▶ [What to do]: Rewrite the listing below, replacing every "foliage" with "leaves" and leaving everything else unchanged. Omit the pictures from your answer.

──────── Exercise data

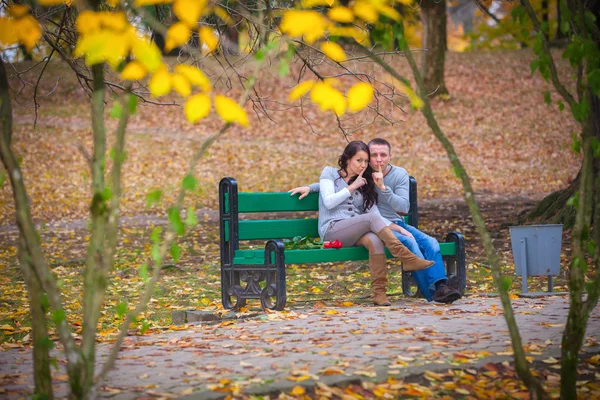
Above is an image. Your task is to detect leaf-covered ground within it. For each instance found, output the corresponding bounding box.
[0,50,580,343]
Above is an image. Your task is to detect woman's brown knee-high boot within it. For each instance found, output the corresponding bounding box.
[369,254,392,306]
[377,226,435,271]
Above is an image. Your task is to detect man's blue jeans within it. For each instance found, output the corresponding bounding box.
[392,220,448,301]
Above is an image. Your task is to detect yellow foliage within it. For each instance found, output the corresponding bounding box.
[130,33,162,72]
[36,0,67,7]
[165,22,192,52]
[353,0,379,24]
[329,26,369,44]
[215,95,250,126]
[348,82,374,112]
[290,386,306,396]
[279,10,329,43]
[310,82,346,116]
[289,81,315,101]
[198,26,219,53]
[8,4,29,18]
[135,0,173,7]
[321,42,346,62]
[175,64,211,92]
[213,6,233,26]
[173,0,207,26]
[0,4,42,51]
[148,67,171,97]
[171,74,192,97]
[301,0,337,8]
[0,17,19,47]
[185,94,210,122]
[327,6,354,22]
[121,61,148,81]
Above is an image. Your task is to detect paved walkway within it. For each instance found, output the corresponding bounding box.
[0,297,600,399]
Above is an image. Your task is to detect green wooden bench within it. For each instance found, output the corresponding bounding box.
[219,177,466,310]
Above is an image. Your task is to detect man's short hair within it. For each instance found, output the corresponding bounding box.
[368,138,392,153]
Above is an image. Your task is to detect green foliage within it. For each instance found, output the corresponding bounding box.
[109,101,123,119]
[171,242,181,263]
[169,207,185,236]
[283,235,323,250]
[185,207,198,228]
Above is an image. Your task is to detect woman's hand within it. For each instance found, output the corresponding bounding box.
[348,168,367,194]
[373,165,385,190]
[289,186,310,200]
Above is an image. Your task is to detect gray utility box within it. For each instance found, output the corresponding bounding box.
[510,224,562,293]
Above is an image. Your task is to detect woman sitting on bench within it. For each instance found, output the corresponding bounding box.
[319,140,433,306]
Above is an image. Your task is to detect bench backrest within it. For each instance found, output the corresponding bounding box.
[219,177,418,260]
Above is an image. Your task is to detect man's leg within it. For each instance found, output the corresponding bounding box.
[396,221,460,302]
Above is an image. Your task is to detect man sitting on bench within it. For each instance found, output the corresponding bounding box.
[290,138,461,304]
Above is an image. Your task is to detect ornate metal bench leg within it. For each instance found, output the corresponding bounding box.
[260,240,287,311]
[444,232,467,294]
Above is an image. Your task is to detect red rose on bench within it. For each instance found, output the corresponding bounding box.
[323,239,342,249]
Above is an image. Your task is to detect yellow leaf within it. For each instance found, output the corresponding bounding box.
[8,4,29,18]
[279,10,328,43]
[353,1,379,24]
[135,0,173,7]
[377,4,401,21]
[13,15,42,51]
[97,11,129,32]
[198,26,219,53]
[36,0,66,7]
[215,95,250,126]
[329,26,369,44]
[131,36,162,72]
[289,81,315,101]
[121,61,148,81]
[310,82,346,116]
[327,6,354,22]
[171,74,192,97]
[213,6,233,26]
[175,64,210,92]
[199,296,210,306]
[173,0,207,26]
[185,94,210,123]
[165,22,192,52]
[321,42,346,62]
[148,67,171,97]
[301,0,336,8]
[290,386,306,396]
[348,82,374,112]
[0,17,19,47]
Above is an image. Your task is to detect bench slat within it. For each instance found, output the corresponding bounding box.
[238,218,319,240]
[238,192,319,213]
[233,242,456,265]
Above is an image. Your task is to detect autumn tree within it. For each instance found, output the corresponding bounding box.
[420,0,448,96]
[0,0,600,398]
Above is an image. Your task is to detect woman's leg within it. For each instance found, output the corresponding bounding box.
[323,213,433,271]
[356,232,392,306]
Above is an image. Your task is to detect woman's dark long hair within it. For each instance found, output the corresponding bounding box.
[338,140,377,210]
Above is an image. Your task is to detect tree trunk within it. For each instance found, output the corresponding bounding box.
[421,0,448,96]
[19,235,54,400]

────────────────

▶ [The solution]:
Above is an image. Your task is to detect leaf-covered ground within it. For each instance found, output the corresponding bounding box.
[0,50,580,343]
Above is an image. Your task is to detect woman's brown knee-high boot within it. For each instance found, output the corresponding bounding box.
[369,254,392,306]
[377,226,435,271]
Above is an image. Your task is to detect man's blue jeans within it. For each instance found, output the corresponding bounding box.
[392,220,448,301]
Above is an image. Your task is to detect yellow leaves within it. For each instance found, output the corresponding bounding box.
[130,33,162,72]
[36,0,67,7]
[165,22,192,52]
[353,0,379,24]
[329,26,369,44]
[215,95,250,126]
[348,82,374,112]
[290,386,306,396]
[279,10,329,43]
[310,82,346,116]
[289,81,315,101]
[198,26,219,53]
[8,4,29,18]
[135,0,173,7]
[321,42,346,62]
[175,64,211,92]
[213,6,233,26]
[173,0,207,26]
[0,4,42,51]
[148,67,171,97]
[171,74,192,97]
[301,0,337,8]
[0,17,19,47]
[185,94,210,122]
[327,6,354,22]
[121,61,148,81]
Above is an image. Your task is to detect paved walkway within it. For each instance found, output the corresponding bounding box.
[0,297,600,399]
Above is an image. Your task is to detect green wooden bench within it. For each instance found, output the corresponding bounding box.
[219,177,466,310]
Above is an image. Your task is to detect man's short hair within it. For each instance found, output the corresponding bounding box.
[368,138,392,153]
Above is an image. Your task is to detect green leaves within it. For each instance found, output the corresponding bounding box.
[109,101,123,119]
[171,242,181,263]
[169,207,185,236]
[283,235,323,250]
[185,207,198,228]
Above is an image. Your task is to detect woman's hand within it. For each instance found, output the corresponding bounding box.
[348,168,367,194]
[373,165,385,190]
[289,186,310,200]
Above is an image. Your task is to detect gray utility box within it. For each instance found, output the corresponding bounding box.
[510,224,562,293]
Above is an image. Your task is to detect woman sitting on bench within it. For each instance found, output the corresponding bounding box.
[319,140,433,306]
Above is an image. Your task is to detect bench backrest within it. For each instance found, output the corresponding bounding box.
[219,177,418,260]
Above is an image. Your task is to detect man's leg within it. For each instance found, output the corresponding bounding box.
[396,221,460,302]
Above is an image. Your task is to detect man sitting on bench within it. For each instance found, output the corresponding bounding box.
[290,138,461,304]
Above is an image. Your task is to detect ornate metal bench leg within it. For each instance found, output the corresponding bounding box.
[260,240,287,311]
[444,232,467,294]
Above is an image. Your task is to detect red rose on bench within it. For each instance found, output the corresponding bounding box.
[323,239,342,249]
Above is an image. Your task is to detect yellow leaf within it. For each instance found, output the corresponding bounding box.
[8,4,29,18]
[279,10,328,43]
[353,1,379,24]
[135,0,173,7]
[377,4,401,21]
[13,15,42,51]
[97,11,129,32]
[198,26,219,53]
[36,0,66,7]
[215,95,250,126]
[329,26,369,44]
[131,36,162,72]
[289,81,315,101]
[121,61,148,81]
[310,82,346,116]
[327,6,354,22]
[171,74,192,97]
[213,6,233,26]
[175,64,210,92]
[199,296,210,306]
[173,0,207,26]
[185,94,210,123]
[165,22,192,52]
[321,42,346,62]
[148,67,171,97]
[301,0,336,8]
[290,386,306,396]
[348,82,374,112]
[0,17,19,47]
Above is an image. Your task is to detect bench slat within it. For each instance found, output the corresponding bounding box.
[238,218,319,240]
[238,192,319,213]
[233,242,456,265]
Above is an image. Your task is to detect autumn tree within it. For each instance found, output the corresponding bounding box.
[420,0,448,96]
[0,0,600,398]
Above is an image. Your task is to detect woman's leg within it. For each instance found, output the corresponding bounding box.
[323,213,433,271]
[356,232,392,306]
Above is an image. Your task is to detect woman's dark long hair within it. For each instance found, output the corresponding bounding box.
[338,140,377,210]
Above is an image. Your task is to detect tree trunk within it. For each instance found, output the corresponding bounding box.
[421,0,448,96]
[19,235,54,400]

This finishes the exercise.